_AIM OF THE TASK_. Determine how many lines of the records below contain the string "window", with case taken into account, and state only that number.

_SOURCE DATA_.
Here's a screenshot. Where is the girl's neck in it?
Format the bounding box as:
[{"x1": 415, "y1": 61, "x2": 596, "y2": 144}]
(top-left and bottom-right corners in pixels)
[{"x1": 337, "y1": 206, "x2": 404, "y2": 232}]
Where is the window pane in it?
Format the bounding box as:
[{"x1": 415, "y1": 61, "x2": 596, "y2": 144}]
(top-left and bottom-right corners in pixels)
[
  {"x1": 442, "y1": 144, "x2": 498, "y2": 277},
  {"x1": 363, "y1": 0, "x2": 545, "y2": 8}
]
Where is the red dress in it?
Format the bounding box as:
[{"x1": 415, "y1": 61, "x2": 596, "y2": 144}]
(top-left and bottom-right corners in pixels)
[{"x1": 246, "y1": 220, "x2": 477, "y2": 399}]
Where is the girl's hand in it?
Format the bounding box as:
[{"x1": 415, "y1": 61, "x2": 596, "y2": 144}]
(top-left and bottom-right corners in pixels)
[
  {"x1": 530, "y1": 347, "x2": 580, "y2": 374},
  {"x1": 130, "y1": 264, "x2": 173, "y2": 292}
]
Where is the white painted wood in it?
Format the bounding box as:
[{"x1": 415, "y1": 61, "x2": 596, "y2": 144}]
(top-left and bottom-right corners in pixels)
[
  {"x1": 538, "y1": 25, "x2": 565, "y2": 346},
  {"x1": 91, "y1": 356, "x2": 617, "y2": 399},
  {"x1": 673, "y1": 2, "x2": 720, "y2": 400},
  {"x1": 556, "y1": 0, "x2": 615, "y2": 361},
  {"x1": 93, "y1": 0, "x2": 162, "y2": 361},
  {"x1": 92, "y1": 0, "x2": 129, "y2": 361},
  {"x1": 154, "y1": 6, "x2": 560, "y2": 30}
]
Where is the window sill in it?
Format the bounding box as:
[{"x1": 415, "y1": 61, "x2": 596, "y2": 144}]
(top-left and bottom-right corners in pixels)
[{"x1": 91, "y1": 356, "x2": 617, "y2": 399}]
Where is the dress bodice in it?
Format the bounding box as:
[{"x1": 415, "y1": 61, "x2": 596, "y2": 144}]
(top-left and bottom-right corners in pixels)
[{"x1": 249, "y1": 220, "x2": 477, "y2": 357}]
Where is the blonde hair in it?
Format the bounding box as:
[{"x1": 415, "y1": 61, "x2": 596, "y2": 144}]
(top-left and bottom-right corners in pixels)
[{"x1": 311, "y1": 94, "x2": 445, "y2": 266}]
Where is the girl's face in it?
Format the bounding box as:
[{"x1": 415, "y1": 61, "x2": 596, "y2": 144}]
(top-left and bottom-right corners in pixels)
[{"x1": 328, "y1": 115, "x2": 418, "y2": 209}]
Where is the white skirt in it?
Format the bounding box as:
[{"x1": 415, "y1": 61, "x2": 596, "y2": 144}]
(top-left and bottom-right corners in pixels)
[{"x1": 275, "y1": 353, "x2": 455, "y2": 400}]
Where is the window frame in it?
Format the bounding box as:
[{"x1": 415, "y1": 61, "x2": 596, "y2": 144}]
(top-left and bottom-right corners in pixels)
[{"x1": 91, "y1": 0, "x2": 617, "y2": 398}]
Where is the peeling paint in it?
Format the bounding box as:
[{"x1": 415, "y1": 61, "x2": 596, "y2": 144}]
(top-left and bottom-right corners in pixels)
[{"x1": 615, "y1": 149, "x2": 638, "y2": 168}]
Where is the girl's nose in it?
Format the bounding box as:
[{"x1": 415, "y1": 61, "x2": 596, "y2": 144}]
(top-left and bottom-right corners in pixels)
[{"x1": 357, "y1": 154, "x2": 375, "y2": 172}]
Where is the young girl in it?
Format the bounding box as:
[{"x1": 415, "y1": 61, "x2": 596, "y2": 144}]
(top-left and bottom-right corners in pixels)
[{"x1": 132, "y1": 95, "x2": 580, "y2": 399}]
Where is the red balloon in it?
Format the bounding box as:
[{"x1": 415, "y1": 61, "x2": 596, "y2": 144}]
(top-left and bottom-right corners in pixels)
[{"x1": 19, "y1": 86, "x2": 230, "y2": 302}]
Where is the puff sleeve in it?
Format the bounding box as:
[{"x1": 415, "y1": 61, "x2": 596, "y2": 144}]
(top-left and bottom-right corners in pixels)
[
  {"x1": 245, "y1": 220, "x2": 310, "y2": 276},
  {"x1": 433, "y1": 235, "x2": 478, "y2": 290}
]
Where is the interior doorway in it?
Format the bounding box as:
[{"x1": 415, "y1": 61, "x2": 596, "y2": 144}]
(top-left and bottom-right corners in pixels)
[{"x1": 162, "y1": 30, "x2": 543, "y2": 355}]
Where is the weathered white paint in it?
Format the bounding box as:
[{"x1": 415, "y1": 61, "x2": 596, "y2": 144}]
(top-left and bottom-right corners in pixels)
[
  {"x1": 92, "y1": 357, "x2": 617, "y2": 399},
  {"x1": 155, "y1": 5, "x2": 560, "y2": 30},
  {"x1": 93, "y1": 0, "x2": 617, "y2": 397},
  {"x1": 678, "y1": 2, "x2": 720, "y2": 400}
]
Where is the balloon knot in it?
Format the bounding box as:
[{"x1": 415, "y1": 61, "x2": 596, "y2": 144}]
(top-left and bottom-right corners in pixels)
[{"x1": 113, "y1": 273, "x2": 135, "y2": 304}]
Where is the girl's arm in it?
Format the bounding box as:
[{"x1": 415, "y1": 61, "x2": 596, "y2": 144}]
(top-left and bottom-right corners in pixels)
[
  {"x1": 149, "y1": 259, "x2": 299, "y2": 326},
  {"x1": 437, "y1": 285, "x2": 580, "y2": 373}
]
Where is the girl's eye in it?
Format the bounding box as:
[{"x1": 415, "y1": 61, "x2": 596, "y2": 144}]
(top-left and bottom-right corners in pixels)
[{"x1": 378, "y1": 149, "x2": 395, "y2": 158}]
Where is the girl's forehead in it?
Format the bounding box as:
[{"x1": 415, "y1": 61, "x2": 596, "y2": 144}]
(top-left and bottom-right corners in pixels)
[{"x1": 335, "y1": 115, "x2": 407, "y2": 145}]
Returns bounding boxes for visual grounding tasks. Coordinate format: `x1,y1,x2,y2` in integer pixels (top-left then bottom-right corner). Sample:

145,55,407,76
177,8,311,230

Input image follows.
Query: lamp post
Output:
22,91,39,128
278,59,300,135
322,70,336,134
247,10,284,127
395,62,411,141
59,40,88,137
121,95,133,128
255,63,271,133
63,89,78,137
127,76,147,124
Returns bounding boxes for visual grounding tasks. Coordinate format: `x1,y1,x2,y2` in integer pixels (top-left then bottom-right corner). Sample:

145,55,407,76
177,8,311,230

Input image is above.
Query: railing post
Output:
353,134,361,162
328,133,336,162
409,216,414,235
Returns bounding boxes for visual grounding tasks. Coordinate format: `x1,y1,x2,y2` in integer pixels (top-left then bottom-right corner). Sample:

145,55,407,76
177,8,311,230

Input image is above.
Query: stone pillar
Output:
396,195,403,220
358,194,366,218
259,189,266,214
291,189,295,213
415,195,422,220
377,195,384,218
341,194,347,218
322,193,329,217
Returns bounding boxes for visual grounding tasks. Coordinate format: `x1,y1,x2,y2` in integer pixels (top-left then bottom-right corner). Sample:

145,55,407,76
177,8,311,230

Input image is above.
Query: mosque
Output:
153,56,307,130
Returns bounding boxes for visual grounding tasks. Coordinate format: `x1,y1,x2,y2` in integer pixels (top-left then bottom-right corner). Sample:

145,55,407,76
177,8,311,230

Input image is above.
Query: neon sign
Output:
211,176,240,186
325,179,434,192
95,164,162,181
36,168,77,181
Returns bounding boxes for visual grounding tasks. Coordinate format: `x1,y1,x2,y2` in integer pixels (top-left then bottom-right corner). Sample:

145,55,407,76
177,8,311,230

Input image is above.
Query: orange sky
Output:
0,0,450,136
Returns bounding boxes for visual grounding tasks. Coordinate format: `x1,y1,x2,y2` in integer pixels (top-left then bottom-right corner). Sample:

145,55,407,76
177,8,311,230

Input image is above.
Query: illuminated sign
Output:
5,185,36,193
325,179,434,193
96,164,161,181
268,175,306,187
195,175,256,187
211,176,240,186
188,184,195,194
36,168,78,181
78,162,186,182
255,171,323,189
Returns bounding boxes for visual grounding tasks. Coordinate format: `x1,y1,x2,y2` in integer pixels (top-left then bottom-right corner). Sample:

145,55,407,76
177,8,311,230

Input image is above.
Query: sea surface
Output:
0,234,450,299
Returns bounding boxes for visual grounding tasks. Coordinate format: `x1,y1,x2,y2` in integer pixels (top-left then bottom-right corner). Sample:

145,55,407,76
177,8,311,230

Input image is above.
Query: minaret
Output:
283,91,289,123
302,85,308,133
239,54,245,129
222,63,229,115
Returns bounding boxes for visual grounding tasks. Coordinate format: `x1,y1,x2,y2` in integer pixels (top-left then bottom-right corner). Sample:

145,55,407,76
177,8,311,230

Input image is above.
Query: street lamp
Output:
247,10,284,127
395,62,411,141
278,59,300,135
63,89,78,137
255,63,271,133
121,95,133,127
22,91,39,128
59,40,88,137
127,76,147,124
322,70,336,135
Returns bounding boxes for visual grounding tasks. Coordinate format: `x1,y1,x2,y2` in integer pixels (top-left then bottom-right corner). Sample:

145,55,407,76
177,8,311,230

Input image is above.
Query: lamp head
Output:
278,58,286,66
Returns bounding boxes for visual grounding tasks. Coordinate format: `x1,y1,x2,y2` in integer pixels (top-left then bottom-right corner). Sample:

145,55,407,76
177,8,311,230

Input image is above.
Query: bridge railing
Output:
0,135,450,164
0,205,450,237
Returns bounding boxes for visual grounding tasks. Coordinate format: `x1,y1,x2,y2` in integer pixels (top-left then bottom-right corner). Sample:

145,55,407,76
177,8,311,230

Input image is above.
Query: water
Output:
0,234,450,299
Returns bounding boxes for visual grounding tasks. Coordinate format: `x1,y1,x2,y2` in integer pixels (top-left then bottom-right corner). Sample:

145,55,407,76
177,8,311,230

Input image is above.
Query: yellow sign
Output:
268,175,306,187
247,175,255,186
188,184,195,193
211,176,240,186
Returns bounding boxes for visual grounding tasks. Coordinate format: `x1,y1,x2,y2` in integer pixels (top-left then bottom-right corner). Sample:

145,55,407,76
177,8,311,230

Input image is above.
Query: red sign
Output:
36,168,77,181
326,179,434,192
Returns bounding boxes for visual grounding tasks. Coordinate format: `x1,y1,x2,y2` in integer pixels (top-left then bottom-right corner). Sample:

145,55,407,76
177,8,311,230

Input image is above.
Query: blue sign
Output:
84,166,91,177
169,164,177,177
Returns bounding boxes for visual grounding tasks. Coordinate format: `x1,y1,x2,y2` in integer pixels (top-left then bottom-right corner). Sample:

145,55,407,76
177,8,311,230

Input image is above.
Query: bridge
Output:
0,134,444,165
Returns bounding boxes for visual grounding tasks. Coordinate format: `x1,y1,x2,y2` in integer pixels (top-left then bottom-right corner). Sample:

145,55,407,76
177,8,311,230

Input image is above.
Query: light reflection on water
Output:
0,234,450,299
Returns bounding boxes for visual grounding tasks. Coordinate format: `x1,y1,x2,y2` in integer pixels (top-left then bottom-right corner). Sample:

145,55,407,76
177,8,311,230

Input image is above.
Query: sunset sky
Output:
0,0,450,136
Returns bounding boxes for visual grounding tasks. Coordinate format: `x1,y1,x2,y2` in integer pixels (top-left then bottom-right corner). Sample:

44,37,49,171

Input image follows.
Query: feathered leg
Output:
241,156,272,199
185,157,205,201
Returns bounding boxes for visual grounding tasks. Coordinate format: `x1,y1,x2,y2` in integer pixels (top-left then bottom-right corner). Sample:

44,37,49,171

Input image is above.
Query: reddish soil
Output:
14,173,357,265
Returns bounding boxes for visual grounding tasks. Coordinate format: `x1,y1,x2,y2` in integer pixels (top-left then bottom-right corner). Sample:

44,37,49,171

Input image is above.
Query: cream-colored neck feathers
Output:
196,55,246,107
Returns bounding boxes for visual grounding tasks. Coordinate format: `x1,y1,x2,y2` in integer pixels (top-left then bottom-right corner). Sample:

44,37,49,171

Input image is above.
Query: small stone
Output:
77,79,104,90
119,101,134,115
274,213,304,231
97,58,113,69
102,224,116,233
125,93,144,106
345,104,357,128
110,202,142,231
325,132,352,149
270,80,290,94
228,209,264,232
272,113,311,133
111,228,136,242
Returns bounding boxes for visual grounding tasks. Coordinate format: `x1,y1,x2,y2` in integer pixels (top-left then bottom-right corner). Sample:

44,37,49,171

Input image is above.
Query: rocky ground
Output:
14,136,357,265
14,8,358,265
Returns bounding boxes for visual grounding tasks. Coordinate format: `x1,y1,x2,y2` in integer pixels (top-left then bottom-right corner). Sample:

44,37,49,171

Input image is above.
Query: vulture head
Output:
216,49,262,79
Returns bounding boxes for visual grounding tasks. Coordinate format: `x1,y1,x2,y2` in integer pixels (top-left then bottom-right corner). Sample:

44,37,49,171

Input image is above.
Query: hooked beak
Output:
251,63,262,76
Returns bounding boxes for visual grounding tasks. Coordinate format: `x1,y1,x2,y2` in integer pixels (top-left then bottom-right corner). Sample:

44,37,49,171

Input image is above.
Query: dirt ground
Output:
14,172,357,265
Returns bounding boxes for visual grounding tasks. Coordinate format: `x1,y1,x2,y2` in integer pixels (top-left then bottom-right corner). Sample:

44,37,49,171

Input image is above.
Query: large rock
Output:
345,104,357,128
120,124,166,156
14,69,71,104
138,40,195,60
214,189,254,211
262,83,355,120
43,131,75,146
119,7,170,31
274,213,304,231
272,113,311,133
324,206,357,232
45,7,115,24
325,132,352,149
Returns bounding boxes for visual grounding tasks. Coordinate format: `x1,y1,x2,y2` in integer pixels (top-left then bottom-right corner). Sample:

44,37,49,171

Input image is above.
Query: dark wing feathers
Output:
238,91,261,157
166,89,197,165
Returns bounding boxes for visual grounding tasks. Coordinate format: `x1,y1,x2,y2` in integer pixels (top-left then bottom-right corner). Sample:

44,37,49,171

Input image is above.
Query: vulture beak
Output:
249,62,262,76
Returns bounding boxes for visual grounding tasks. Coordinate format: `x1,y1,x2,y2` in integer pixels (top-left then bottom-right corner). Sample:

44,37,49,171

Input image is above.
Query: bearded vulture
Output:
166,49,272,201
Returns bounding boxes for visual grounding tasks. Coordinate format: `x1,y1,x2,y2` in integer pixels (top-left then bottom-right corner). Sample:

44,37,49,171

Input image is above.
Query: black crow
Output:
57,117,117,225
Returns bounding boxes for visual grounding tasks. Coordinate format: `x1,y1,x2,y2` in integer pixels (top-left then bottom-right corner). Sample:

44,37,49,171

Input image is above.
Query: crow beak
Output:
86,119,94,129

_EXPECTED ANSWER_. 3